* What the exercise asks:
Return the data below unaltered, but strip out the pictures.

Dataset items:
((
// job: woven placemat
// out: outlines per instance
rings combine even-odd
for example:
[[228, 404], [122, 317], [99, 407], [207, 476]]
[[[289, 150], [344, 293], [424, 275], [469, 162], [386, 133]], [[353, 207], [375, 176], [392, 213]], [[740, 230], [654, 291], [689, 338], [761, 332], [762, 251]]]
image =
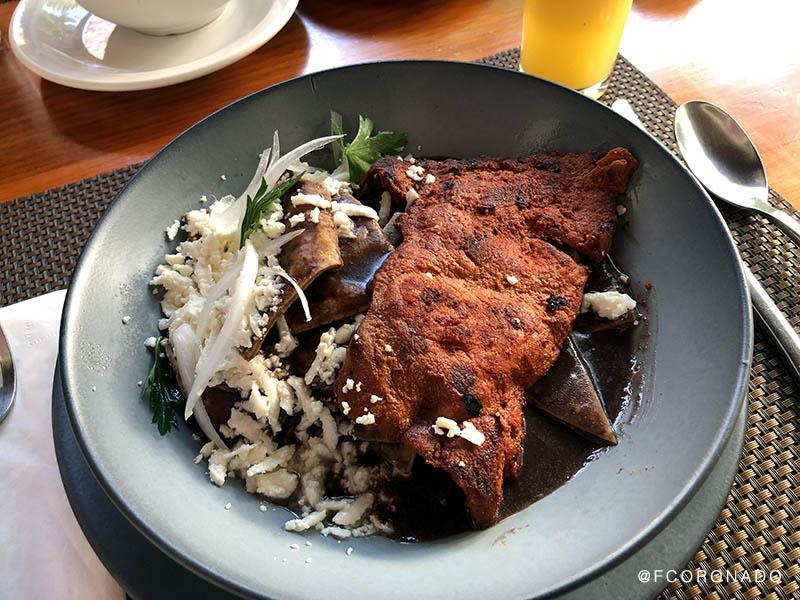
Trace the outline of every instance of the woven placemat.
[[[509, 50], [479, 62], [516, 69]], [[603, 102], [625, 98], [649, 131], [676, 153], [676, 105], [620, 57]], [[0, 203], [0, 306], [65, 287], [80, 250], [101, 213], [141, 165]], [[774, 191], [770, 201], [800, 214]], [[742, 256], [790, 321], [800, 325], [800, 254], [770, 223], [721, 207]], [[750, 582], [671, 584], [663, 600], [800, 598], [800, 406], [798, 389], [776, 348], [758, 327], [750, 378], [748, 429], [739, 472], [727, 505], [688, 570], [747, 573]], [[753, 582], [759, 572], [778, 576]]]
))
* Response for this exercise:
// job: woven placemat
// out: outlines per instance
rings combine even-odd
for example:
[[228, 404], [122, 317], [99, 407], [207, 476]]
[[[289, 150], [344, 293], [424, 275], [469, 162], [386, 133]], [[353, 207], [375, 176], [392, 213]], [[740, 230], [654, 291], [689, 338], [761, 332], [762, 251]]]
image =
Trace the outline of every instance of the woven placemat.
[[[509, 50], [479, 62], [516, 69]], [[603, 102], [625, 98], [649, 131], [676, 153], [676, 105], [620, 57]], [[0, 203], [0, 306], [65, 287], [80, 250], [101, 213], [141, 165]], [[774, 191], [770, 201], [800, 214]], [[742, 256], [790, 321], [800, 325], [800, 254], [770, 223], [721, 207]], [[750, 582], [671, 584], [663, 600], [800, 598], [800, 406], [798, 389], [776, 348], [758, 327], [750, 378], [748, 429], [739, 472], [727, 505], [688, 570], [747, 573]], [[753, 582], [759, 572], [778, 576]]]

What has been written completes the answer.